Annotation data for object locations
____________________

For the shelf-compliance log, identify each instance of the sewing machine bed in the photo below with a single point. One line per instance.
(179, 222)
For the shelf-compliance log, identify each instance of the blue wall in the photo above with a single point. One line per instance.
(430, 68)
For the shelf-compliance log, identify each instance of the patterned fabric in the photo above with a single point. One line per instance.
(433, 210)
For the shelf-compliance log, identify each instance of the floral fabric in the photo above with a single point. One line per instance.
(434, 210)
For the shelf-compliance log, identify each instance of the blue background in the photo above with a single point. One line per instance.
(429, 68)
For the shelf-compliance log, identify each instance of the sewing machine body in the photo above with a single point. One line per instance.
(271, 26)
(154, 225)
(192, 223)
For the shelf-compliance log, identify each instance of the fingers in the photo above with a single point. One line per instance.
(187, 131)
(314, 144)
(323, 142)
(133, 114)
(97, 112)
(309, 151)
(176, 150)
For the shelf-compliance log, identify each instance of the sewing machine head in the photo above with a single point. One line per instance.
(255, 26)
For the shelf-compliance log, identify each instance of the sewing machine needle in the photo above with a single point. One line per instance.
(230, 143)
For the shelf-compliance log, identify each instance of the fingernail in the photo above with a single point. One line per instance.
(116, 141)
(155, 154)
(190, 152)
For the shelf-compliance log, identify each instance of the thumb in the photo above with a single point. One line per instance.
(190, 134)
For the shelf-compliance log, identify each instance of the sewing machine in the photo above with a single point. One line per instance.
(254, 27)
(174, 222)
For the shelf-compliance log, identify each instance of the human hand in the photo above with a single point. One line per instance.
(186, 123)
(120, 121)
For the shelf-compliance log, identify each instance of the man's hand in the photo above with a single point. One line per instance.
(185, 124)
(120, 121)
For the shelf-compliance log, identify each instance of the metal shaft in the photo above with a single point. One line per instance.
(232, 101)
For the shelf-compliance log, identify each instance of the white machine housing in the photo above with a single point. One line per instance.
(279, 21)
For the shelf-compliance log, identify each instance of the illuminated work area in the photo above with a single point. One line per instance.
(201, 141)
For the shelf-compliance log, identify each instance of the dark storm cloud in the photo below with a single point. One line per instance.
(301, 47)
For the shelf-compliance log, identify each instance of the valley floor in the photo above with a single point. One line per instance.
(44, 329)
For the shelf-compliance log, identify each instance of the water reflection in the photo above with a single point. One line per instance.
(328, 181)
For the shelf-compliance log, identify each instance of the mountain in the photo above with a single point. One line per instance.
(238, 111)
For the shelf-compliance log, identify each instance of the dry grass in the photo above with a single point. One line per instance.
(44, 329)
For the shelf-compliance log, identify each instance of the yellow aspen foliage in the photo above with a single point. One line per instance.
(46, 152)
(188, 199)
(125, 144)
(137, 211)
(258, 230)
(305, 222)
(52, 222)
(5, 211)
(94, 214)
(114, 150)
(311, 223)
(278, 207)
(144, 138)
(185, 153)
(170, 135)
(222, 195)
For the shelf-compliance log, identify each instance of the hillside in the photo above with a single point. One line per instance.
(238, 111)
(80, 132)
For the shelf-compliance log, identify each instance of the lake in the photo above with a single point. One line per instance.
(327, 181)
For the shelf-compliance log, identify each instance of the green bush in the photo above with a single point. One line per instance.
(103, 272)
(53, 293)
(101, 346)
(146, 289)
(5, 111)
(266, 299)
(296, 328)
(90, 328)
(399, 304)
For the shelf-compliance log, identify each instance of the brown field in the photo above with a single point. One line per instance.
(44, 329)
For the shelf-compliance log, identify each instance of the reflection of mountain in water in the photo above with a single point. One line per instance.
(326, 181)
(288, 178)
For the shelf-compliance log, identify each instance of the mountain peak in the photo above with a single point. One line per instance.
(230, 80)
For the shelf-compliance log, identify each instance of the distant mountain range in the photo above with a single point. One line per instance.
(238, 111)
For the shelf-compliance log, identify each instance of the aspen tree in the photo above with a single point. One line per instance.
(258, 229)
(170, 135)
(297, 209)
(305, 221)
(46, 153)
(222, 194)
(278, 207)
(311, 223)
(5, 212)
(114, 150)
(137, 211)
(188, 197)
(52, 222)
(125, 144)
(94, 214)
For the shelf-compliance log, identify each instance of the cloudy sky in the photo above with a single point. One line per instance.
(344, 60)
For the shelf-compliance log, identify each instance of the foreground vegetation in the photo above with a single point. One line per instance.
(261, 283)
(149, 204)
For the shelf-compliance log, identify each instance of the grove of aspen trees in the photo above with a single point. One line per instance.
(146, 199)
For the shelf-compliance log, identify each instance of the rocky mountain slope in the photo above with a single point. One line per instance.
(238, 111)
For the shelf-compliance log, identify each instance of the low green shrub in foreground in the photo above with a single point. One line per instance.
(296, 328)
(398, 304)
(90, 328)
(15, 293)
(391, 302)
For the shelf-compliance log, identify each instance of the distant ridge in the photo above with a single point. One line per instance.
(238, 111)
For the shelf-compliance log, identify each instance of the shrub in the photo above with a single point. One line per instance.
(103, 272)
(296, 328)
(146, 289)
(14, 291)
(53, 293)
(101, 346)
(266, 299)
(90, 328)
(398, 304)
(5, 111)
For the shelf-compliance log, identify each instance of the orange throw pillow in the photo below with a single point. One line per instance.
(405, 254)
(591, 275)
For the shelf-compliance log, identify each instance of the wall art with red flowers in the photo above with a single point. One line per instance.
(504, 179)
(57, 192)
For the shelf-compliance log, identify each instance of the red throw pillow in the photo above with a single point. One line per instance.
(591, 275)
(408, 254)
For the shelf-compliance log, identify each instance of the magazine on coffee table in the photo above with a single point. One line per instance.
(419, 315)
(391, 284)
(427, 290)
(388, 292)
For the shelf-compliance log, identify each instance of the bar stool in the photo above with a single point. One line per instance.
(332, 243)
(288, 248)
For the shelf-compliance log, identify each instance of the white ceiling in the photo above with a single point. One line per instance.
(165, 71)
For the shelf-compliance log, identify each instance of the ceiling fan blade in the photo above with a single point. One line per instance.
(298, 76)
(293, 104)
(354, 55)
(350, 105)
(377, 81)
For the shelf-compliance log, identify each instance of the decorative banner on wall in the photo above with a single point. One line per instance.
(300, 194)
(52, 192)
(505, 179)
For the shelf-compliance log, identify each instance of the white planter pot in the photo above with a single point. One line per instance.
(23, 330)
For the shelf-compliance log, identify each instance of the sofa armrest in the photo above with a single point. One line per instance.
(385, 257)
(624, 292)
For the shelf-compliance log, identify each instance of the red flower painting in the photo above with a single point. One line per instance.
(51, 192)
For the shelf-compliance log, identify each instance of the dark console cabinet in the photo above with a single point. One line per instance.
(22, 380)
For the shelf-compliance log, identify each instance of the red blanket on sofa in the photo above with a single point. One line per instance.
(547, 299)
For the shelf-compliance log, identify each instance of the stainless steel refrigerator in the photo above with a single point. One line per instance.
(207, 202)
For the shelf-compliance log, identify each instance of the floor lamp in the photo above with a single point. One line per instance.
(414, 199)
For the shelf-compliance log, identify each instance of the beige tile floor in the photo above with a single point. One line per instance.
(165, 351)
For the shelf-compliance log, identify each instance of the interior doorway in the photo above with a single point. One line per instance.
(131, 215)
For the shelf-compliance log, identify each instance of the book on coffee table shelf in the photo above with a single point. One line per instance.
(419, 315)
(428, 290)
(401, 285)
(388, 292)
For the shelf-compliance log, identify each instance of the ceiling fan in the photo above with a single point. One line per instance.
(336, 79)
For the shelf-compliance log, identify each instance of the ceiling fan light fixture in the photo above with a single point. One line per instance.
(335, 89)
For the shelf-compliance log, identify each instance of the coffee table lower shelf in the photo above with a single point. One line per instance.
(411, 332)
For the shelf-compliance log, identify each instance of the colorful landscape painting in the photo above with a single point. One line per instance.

____________________

◆ TASK DETAILS
Lay out every line of the items above as a numbered list, and omit any blank lines.

◆ WRITTEN RESPONSE
1. For the shelf-compliance log, identify each instance of the sewing machine bed in the photo below with a single point. One line per instance.
2. (179, 222)
3. For the shelf-compliance log, identify each instance of the blue wall in the photo above with a single point. One line per instance.
4. (430, 68)
5. For the shelf-compliance log, identify each instance of the patterned fabric in the photo above with a single point. One line per instance.
6. (433, 210)
7. For the shelf-compliance log, identify each instance of the floral fabric in the photo above with a single point. One line per instance.
8. (434, 210)
9. For the shelf-compliance log, identify each instance of the blue background in the photo above with a single point. One line per instance.
10. (429, 68)
11. For the shelf-compliance log, identify each instance of the sewing machine body in the photo above with a single point. One line per instance.
12. (271, 26)
13. (154, 225)
14. (192, 223)
15. For the shelf-compliance log, identify each instance of the fingers in the photo above with a single point. One line per instance.
16. (187, 131)
17. (314, 144)
18. (323, 142)
19. (133, 114)
20. (97, 112)
21. (309, 151)
22. (176, 150)
23. For the shelf-compliance log, identify each instance of the sewing machine head in the photo above with a single point. One line per instance.
24. (255, 26)
25. For the shelf-compliance log, identify each instance of the sewing machine needle in the photo above with a single point. One line per instance.
26. (230, 143)
27. For the shelf-compliance log, identify each instance of the fingernail in the photo above with a single point. One line per instance.
28. (116, 141)
29. (155, 154)
30. (190, 152)
31. For the shelf-compliance log, identify each instance of the thumb in the photo above with a single point. One line per instance.
32. (190, 134)
33. For the shelf-compliance log, identify each instance of the sewing machine in the photo above with a single point. One line per instance.
34. (254, 27)
35. (174, 222)
36. For the shelf-compliance log, identify each instance of the human hand in the photo above with a single point. One line per instance.
37. (186, 123)
38. (120, 121)
39. For the shelf-compliance log, identify each instance of the man's hand in the photo above with a single point. One line per instance.
40. (185, 124)
41. (120, 121)
42. For the shelf-compliance log, identify each instance of the metal shaft in the photo above with a single point. One line per instance.
43. (232, 101)
44. For the shelf-compliance log, identify each instance of the white machine housing in the photo above with a single point. One line per instance.
45. (279, 21)
46. For the shelf-compliance log, identify each instance of the illuminated work area in the photo above with a single point. One line per instance.
47. (201, 141)
48. For the shelf-compliance log, identify each instance of the dark storm cloud in the photo below with a single point. One line per instance.
49. (301, 47)
50. For the shelf-compliance log, identify each instance of the valley floor in the photo above with a single point. One line per instance.
51. (44, 329)
52. For the shelf-compliance log, identify each instance of the water reflection in the photo above with a single point. One line per instance.
53. (328, 181)
54. For the shelf-compliance log, identify each instance of the mountain in the photo above with a single point. One line per instance.
55. (238, 111)
56. For the shelf-compliance log, identify each instance of the dry grass in the photo above with a single point. One line per instance.
57. (44, 329)
58. For the shelf-compliance log, identify each instance of the yellow aspen foliage in the photo above with a single point. One line per instance.
59. (46, 152)
60. (188, 199)
61. (125, 144)
62. (137, 211)
63. (258, 230)
64. (305, 222)
65. (52, 222)
66. (5, 211)
67. (94, 214)
68. (114, 150)
69. (311, 223)
70. (278, 207)
71. (144, 138)
72. (185, 153)
73. (170, 135)
74. (222, 195)
75. For the shelf-compliance log, identify each instance of the hillside in the photo above with a single point. One line per instance.
76. (238, 111)
77. (80, 132)
78. For the shelf-compliance log, identify each instance of the lake in the photo above with a single point. One line per instance.
79. (327, 181)
80. For the shelf-compliance log, identify each instance of the green bush in the photo above with a single point. One line per instance.
81. (103, 272)
82. (53, 293)
83. (101, 346)
84. (146, 289)
85. (5, 111)
86. (266, 299)
87. (296, 328)
88. (90, 328)
89. (399, 304)
90. For the shelf-compliance log, identify each instance of the brown field in the photo above with a single point. One line per instance.
91. (44, 329)
92. For the shelf-compliance log, identify each instance of the reflection of mountain in water in the photo above with a single point. One line per instance.
93. (326, 181)
94. (288, 178)
95. For the shelf-compliance log, identify each instance of the mountain peak in the photo above with a single point. One line per instance.
96. (230, 80)
97. For the shelf-compliance log, identify each instance of the distant mountain range in the photo above with a single point. One line per instance.
98. (238, 111)
99. For the shelf-compliance log, identify each instance of the aspen tree in the photo above with a single point. One line per instance.
100. (258, 229)
101. (170, 135)
102. (297, 209)
103. (305, 221)
104. (46, 153)
105. (222, 194)
106. (278, 207)
107. (311, 223)
108. (5, 212)
109. (114, 150)
110. (137, 211)
111. (188, 197)
112. (52, 222)
113. (125, 144)
114. (94, 214)
115. For the shelf-compliance log, identify each instance of the cloudy sky in the photo above with a single point. One line per instance.
116. (344, 60)
117. For the shelf-compliance log, identify each instance of the foreground vegetation in the photo above with a single point. One line per instance.
118. (261, 283)
119. (149, 204)
120. For the shelf-compliance log, identify each instance of the grove of aspen trees in the photo above with a single point. One line per instance.
121. (146, 199)
122. For the shelf-compliance log, identify each instance of the rocky mountain slope in the photo above with a single point. One line per instance.
123. (238, 111)
124. For the shelf-compliance log, identify each instance of the low green shrub in foreground in the photo above with a single point. One line per instance.
125. (296, 328)
126. (398, 304)
127. (90, 328)
128. (15, 293)
129. (391, 302)
130. For the shelf-compliance log, identify each instance of the distant ridge in the photo above with a single point. One line per instance.
131. (238, 111)
132. For the shelf-compliance log, identify each instance of the shrub in the photo above with a single point. One line per instance.
133. (103, 272)
134. (296, 328)
135. (146, 289)
136. (14, 291)
137. (53, 293)
138. (101, 346)
139. (266, 299)
140. (90, 328)
141. (398, 304)
142. (5, 111)
143. For the shelf-compliance log, identify each instance of the orange throw pillow in the photo below with a single point. One line per instance.
144. (405, 254)
145. (591, 275)
146. For the shelf-compliance log, identify each instance of the wall art with red flowers in the photo above with a single point. One line per instance.
147. (504, 179)
148. (57, 192)
149. For the shelf-compliance log, identify each instance of the red throw pillow in the photo above with a single point. One line per instance.
150. (591, 275)
151. (408, 254)
152. For the shelf-compliance log, identify each instance of the magazine on coffee table in the photo above with a single point. One line per instance.
153. (419, 315)
154. (391, 284)
155. (427, 290)
156. (388, 292)
157. For the shelf-compliance log, identify each instance of the bar stool in the photo above with a single point. One line per instance.
158. (332, 243)
159. (288, 248)
160. For the shelf-compliance log, identify each instance of the white ceiling in the photo above with a single point. One line per instance.
161. (165, 71)
162. For the shelf-compliance log, identify each instance of the ceiling fan blade in the photo above with a single point. One line per instance.
163. (298, 76)
164. (293, 104)
165. (354, 55)
166. (350, 105)
167. (377, 81)
168. For the shelf-compliance log, identify each instance of the decorative banner on wall in the photo above with a single point. One line per instance.
169. (300, 194)
170. (52, 192)
171. (505, 179)
172. For the shelf-compliance log, identify each instance of the white planter pot in the photo above with a single point. One line per instance.
173. (23, 330)
174. For the shelf-compliance log, identify each instance of the sofa armrest in the photo above with a single point. One line per instance.
175. (385, 257)
176. (624, 292)
177. For the shelf-compliance log, identify each instance of the red flower painting in the photo above with a single point. One line per instance.
178. (51, 192)
179. For the shelf-compliance log, identify each instance of the dark console cabinet in the photo above with a single point. One line per instance.
180. (22, 380)
181. For the shelf-compliance log, identify each instance of the red blanket on sofa in the photo above with a single point. One line per instance.
182. (547, 299)
183. For the shelf-compliance log, identify each instance of the stainless steel refrigerator in the photo above with a single point. One line per instance.
184. (207, 202)
185. For the shelf-compliance log, identify each instance of the floor lamp in the photo above with a single point. One line per instance.
186. (414, 199)
187. For the shelf-compliance log, identify each instance of the beige tile floor in the photo above with a single point. One line per instance.
188. (165, 351)
189. For the shelf-compliance log, identify each instance of the interior doorway in the photo above with a single point. One line per instance.
190. (131, 215)
191. For the shelf-compliance log, identify each instance of the book on coffee table shelf in the photo above with a single point. One line per instance.
192. (419, 315)
193. (428, 290)
194. (401, 285)
195. (388, 292)
196. For the shelf-compliance log, identify each instance of the ceiling fan in the photo above with a single point. One line per instance.
197. (336, 79)
198. For the shelf-compliance log, identify each instance of the ceiling fan light fixture in the photo above with a single point. One line per instance.
199. (335, 89)
200. For the shelf-compliance log, identify each instance of the coffee table lower shelf in the photo above with a single point. One line per instance.
201. (411, 332)
202. For the shelf-compliance log, identify each instance of the colorful landscape painting in the photo above with a single point. One line per instance.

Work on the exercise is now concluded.